> [EXERCISE SET]
1. How would you translate this sentence from the Gone Girl review into Spanish: "That said, I’ll avoid mentioning any spoilers in this review."
2. Can you pick up the Gone Girl review after its last sentence and continue writing it?

> [EXERCISE PASSAGE]
####################

What better way is there to kick-start fall and this year’s awards season than a David Fincher date movie? If you ask me, I can’t think of any, but you’re talking to a cinephile who’s single. Anyways…
After hearing good buzz about Gillian Flynn’s thriller novel and out of anticipation for the film adaptation’s release, I read Gone Girl a few months ago and found it to be an cynical and entertaining page-turner about a marriage gone wrong. Sounds like a good match for Fincher, known for tackling cold, dark material in his work on Seven and Netflix’s House of Cards. With him at the helm, Gone Girl turns out to be a sleek, engaging film that never loses its suspense and comes with a healthy dose of nihilism.
To best enjoy Gone Girl, as both the novel and film but especially the latter, it’s highly recommended that you go into it knowing as little as possible. The film’s marketing team has been terrific with their promotional material, as the previews give away few details about the story. That said, I’ll avoid mentioning any spoilers in this review.
With Flynn herself having written the screenplay, the film is a very faithful and streamlined adaptation of the novel. It’s quite impressive how it even takes on the novel’s pace: a slow and steady burn that keeps the pulse pounding before explosive reveals. This is right in Fincher’s territory, and he meticulously creates an engrossing, unnerving atmosphere that embraces the cynicism that’s often seen in his films: where nothing reflects the characters kindly, and where reveals and twists won’t redeem any faith in humanity – pretty nihilist, if you ask me.

####################

> [PROVIDED DATA]
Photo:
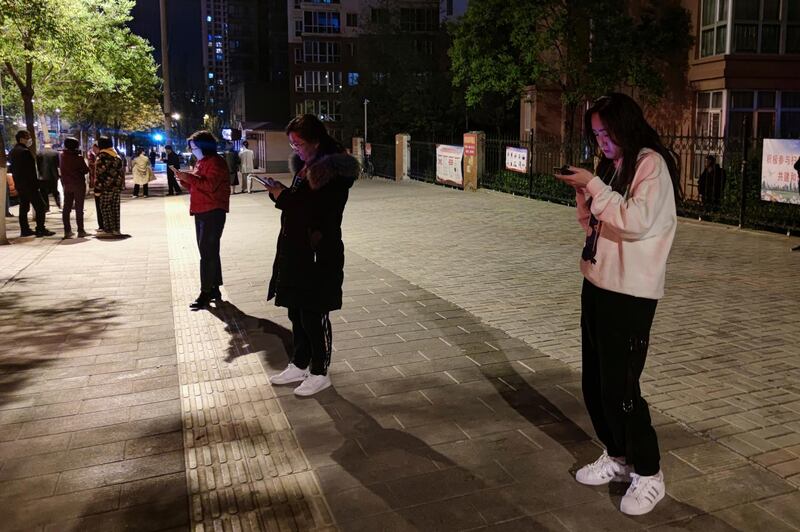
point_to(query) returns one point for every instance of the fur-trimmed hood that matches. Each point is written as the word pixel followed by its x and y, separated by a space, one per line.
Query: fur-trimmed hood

####################

> [RESPONSES IN ORDER]
1. Dicho esto, evitaré mencionar cualquier spoiler en esta reseña.

2.
Flynn does a great job at trimming characters and subplots in the novel that would be extraneous in the film, particularly the presence of Nick (Ben Affleck) and Margo’s (Carrie Coon) mother. The only exceptions are the reduced roles of their father (Leonard Kelly-Young) and Desi Collings (Neil Patrick Harris). In the novel, such is the father’s influence on Nick’s history and personality that it affects his decisions and personal struggles, which occasionally lack weight in the film. The cost of downsizing Desi is that he becomes a flat character who doesn’t settle very comfortably in the narrative.
The film does venture into humor much more than the novel does, especially in regards to its themes about appearance, the media, and modern marriage dynamics. Though Gone Girl is primarily a mystery film, it does become a black comedy or satire when dealing with these themes, consistently injecting plenty of humor and wit to momentarily relieve the audience of tension. Whether it’s Nick struggling to present himself as a sympathetic figure amidst the negative perception of him, the media seesawing between different portrayals of Nick, or Nick and Amy (Rosamund Pike) having spats and pulling a complete 180 on the way they treat each other, there’s always an undercurrent of humor to be found and disturbingly enjoyed.
Affleck and Pike turn in their career-best performances, with the former believable as a flawed husband consumed by despair and horror by these twisted events, and the latter right on the money as an angel-faced, calculating chameleon who adapts to any situation. Right behind them is an terrific supporting cast, with Tyler Perry surprisingly pulling off calm and swagger as the attorney Tanner Bolt, Coon delivering welcome comedic lines with precise timing, and Kim Dickens carrying herself confidently in the role of Detective Boney. Despite his underdeveloped character, Harris mixes cockiness, romance, and creepiness into an unsettling presence in his limited time onscreen.
The picture appears and sounds like what we can expect from Fincher based on his recent outings. A dominating cold color palate – which dims the brightest colors even in daylight – suits the film’s tone; these characters live in a hopeless, uncaring world, and whatever humanity there is, it’s quite ugly to look at. Scenes are edited in a sharp manner so that a beat is never missed. Trent Reznor and Atticus Ross collaborate once again with Fincher for a third time (the other two being The Social Network and the American version of The Girl with the Dragon Tattoo), and their disconcerting and experimental score – I think I heard fax machines somewhere – keeps the suspense burning.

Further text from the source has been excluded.